A block of data
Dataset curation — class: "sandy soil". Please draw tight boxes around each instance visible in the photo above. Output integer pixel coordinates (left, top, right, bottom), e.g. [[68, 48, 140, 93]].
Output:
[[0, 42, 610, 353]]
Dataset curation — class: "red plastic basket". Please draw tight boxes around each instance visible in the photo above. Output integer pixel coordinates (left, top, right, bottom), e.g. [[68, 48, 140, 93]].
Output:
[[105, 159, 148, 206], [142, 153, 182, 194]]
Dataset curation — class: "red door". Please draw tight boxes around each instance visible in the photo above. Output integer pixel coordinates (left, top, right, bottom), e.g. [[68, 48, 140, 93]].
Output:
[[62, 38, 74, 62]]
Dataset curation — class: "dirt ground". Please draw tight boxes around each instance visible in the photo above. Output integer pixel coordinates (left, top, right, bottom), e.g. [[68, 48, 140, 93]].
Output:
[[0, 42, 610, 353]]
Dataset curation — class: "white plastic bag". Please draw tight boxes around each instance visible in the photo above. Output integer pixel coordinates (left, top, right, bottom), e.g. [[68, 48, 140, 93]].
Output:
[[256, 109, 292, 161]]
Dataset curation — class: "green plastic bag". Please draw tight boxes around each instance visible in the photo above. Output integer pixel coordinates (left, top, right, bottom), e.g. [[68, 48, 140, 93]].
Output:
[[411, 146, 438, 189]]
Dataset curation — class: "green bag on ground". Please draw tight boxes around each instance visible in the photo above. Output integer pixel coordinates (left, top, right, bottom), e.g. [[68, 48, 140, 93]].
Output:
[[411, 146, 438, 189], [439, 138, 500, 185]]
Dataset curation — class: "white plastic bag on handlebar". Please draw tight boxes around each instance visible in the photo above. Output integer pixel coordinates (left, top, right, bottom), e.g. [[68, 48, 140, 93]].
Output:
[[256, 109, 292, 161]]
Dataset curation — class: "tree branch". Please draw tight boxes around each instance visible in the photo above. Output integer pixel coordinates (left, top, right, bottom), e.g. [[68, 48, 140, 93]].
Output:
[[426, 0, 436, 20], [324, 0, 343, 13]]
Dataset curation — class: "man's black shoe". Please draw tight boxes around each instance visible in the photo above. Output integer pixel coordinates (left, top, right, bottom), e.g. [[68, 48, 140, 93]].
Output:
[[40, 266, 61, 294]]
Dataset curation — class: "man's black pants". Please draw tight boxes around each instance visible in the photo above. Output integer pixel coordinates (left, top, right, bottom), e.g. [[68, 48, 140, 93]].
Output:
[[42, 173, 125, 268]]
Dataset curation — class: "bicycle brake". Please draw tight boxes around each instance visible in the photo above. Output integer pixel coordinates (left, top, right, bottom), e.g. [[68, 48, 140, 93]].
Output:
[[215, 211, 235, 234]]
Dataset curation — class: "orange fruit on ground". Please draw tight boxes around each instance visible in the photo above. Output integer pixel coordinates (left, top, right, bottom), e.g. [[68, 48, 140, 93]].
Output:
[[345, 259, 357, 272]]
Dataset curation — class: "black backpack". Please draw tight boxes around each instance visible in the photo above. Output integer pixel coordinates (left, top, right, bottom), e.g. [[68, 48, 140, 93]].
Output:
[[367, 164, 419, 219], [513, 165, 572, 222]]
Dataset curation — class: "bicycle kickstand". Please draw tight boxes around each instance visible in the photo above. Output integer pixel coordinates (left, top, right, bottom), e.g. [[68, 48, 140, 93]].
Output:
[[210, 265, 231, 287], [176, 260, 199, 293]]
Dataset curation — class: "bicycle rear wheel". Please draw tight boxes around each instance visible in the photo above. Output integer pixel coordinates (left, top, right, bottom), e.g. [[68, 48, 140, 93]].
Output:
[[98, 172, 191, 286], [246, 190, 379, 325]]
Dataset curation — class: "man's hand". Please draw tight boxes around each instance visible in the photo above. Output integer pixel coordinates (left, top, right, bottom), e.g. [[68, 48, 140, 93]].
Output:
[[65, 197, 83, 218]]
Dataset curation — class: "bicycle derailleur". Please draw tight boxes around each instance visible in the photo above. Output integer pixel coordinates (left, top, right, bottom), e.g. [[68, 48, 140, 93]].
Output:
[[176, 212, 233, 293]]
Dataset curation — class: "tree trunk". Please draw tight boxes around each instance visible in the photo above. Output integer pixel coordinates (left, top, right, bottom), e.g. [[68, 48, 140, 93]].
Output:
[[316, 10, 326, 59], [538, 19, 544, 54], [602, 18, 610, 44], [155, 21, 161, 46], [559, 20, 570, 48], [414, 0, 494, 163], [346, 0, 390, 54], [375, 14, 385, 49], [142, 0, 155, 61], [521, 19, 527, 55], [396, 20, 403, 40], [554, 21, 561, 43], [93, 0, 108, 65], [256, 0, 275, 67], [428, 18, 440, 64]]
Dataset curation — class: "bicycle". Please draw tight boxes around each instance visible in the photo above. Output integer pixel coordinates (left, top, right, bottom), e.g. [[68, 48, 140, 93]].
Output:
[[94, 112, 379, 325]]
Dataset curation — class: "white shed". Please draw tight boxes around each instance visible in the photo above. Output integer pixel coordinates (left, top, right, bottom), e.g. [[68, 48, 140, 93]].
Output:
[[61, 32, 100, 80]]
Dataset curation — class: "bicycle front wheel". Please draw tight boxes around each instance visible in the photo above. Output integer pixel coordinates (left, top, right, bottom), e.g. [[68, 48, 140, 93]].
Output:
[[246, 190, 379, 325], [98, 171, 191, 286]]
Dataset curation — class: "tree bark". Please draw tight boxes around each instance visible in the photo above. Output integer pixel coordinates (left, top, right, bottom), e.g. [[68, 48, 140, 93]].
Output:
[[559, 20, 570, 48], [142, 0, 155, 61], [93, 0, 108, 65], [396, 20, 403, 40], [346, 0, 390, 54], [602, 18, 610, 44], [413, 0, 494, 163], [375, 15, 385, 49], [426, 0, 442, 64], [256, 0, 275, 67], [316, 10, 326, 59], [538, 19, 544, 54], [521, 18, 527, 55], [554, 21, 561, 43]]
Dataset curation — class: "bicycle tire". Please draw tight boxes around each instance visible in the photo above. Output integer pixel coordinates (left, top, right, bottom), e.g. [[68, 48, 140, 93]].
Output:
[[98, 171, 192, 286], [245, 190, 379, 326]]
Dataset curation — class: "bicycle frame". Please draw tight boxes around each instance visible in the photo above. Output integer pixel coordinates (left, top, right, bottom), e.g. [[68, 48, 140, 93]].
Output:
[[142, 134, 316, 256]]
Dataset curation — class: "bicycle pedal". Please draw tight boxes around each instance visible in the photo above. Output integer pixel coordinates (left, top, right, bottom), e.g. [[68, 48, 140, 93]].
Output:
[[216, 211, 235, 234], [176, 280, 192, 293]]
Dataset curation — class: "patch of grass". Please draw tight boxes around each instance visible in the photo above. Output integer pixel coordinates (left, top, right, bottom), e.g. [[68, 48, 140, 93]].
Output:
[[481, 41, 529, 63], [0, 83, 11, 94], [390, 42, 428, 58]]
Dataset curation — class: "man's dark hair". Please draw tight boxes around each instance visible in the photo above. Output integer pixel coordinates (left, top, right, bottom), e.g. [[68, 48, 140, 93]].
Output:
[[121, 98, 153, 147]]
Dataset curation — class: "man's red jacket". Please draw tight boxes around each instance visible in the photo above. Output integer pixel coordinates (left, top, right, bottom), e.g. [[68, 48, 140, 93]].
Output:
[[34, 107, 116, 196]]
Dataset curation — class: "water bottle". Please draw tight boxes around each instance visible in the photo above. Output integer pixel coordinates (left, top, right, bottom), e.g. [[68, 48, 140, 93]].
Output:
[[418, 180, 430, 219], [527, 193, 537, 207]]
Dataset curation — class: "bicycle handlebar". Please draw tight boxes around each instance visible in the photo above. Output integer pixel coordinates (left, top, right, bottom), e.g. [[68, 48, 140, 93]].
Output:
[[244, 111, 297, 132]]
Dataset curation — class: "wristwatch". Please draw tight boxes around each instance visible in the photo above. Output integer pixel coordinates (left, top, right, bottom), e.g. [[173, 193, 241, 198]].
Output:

== Task brief ==
Copy each line of the records above that contains the string "black", matching case exactly.

== Expected output ==
Dataset curation — class: "man's black shoe". Please draw tight boxes around each instance visible in the photo above. Output integer pixel coordinates (left, top, right, bottom), e.g. [[68, 48, 140, 93]].
Dataset curation — class: "man's black pants". Please draw tight boxes around each instance visible in the photo above. Output integer pixel coordinates (left, top, right, bottom), e.g. [[68, 48, 140, 93]].
Dataset curation — class: "black backpack". Please draw tight boxes around each instance visible in the photo above. Output integer pixel coordinates (left, top, right, bottom), e.g. [[68, 48, 140, 93]].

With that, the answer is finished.